▶ **Task description**: An exact printout of all the entries is required.

▶ **Information provided**:
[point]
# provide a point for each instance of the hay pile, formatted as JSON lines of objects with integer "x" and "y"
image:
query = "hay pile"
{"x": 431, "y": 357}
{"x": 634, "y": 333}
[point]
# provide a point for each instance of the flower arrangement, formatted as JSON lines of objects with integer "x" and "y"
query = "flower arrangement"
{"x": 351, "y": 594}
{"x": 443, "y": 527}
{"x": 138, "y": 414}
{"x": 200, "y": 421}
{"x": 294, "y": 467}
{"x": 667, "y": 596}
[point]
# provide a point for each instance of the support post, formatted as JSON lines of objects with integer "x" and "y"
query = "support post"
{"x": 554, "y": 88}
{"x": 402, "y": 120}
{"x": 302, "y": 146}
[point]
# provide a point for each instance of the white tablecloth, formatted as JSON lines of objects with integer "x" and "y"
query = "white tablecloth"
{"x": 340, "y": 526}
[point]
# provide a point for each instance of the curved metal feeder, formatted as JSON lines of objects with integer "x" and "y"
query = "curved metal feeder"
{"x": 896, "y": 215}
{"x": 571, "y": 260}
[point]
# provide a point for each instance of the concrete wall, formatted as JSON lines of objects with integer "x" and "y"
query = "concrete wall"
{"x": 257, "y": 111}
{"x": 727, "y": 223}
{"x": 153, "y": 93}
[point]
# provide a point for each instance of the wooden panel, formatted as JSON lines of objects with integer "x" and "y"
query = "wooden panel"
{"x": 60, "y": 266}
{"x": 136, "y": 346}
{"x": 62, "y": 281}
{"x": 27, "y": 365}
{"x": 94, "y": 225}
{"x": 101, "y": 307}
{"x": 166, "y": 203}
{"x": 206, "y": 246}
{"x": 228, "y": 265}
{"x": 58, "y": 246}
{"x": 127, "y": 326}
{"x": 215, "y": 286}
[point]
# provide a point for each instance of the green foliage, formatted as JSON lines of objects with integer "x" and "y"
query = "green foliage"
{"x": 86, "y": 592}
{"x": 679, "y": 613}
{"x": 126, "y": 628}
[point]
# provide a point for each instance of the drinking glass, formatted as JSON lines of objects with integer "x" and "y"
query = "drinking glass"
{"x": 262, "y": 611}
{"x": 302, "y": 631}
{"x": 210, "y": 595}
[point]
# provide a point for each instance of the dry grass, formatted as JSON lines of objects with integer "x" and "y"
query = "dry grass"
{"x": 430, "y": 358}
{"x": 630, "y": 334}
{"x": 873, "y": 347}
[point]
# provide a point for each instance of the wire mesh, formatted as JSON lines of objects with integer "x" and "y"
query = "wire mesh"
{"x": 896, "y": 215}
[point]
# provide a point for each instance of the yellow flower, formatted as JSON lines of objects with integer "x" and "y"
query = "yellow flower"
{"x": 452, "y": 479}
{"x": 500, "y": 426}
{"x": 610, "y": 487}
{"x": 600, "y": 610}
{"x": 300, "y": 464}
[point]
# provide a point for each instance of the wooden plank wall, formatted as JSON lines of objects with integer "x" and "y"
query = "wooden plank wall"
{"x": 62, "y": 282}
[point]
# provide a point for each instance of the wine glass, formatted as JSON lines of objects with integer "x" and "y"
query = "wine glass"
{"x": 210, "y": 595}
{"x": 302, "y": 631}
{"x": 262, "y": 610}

▶ **Solution for this exercise**:
[point]
# provide a point for each instance of the hay pile, formatted as JSON lines of objects with integer "x" and "y"
image:
query = "hay pile"
{"x": 431, "y": 357}
{"x": 634, "y": 333}
[point]
# provide a point for each instance of the flower arrangement, formatted as JSON lines of objects with integer "x" and "y"
query = "flower arrangement"
{"x": 351, "y": 594}
{"x": 443, "y": 527}
{"x": 138, "y": 414}
{"x": 200, "y": 421}
{"x": 294, "y": 467}
{"x": 667, "y": 596}
[point]
# provide a point for each instance of the support post, formatted as JSON lines of objects with integer "x" and "y"
query = "support post"
{"x": 554, "y": 88}
{"x": 402, "y": 120}
{"x": 302, "y": 146}
[point]
# provide a point for each instance of the white tablecloth, formatted as JSON lines of objects with integer "x" and "y"
query = "white tablecloth"
{"x": 340, "y": 526}
[point]
# provide a point for each instance of the curved metal feeder, formatted as JSON lines of objects with integer "x" and "y"
query = "curved metal feeder"
{"x": 896, "y": 215}
{"x": 571, "y": 260}
[point]
# provide a point for each instance of the concrete wall, formatted as JSON lines of objects with integer "x" and "y"
query = "concrete wall"
{"x": 257, "y": 111}
{"x": 727, "y": 223}
{"x": 153, "y": 93}
[point]
# provide a point for each instance of the wooden panel, formatted as JSON lines of objects with integer "x" and "y"
query = "wooden panel"
{"x": 60, "y": 266}
{"x": 136, "y": 346}
{"x": 62, "y": 281}
{"x": 27, "y": 365}
{"x": 94, "y": 225}
{"x": 101, "y": 307}
{"x": 166, "y": 203}
{"x": 206, "y": 246}
{"x": 228, "y": 265}
{"x": 58, "y": 246}
{"x": 127, "y": 326}
{"x": 215, "y": 286}
[point]
# provide a point for each instance of the green foliage, formatted as JSON lines of objects with integer "x" and "y"
query = "green foliage"
{"x": 86, "y": 592}
{"x": 679, "y": 613}
{"x": 126, "y": 628}
[point]
# provide a point for each instance of the drinking glass, formatted as JSON lines of objects with integer "x" and "y"
query = "drinking glass"
{"x": 262, "y": 611}
{"x": 302, "y": 631}
{"x": 210, "y": 595}
[point]
# provide a point for each instance of the dry grass, formatted as JSON lines of objects with integer "x" and "y"
query = "dry grass"
{"x": 430, "y": 358}
{"x": 630, "y": 334}
{"x": 873, "y": 347}
[point]
# provide a point for each instance of the wire mesh, formatted as JSON lines of objects with integer "x" and "y"
query = "wire mesh"
{"x": 896, "y": 215}
[point]
# provide a point for each instance of the yellow flower, formatted as JSON lines of objects with integer "x" and "y"
query = "yellow flower"
{"x": 452, "y": 479}
{"x": 500, "y": 426}
{"x": 610, "y": 487}
{"x": 600, "y": 610}
{"x": 300, "y": 464}
[point]
# provide a point for each instance of the wooden plank wall, formatted as JSON lines of objects with integer "x" and "y"
query = "wooden plank wall"
{"x": 62, "y": 282}
[point]
# provide a point for each instance of the wine glass, formatted as JSON lines of objects with integer "x" and "y"
query = "wine glass"
{"x": 210, "y": 595}
{"x": 302, "y": 631}
{"x": 262, "y": 610}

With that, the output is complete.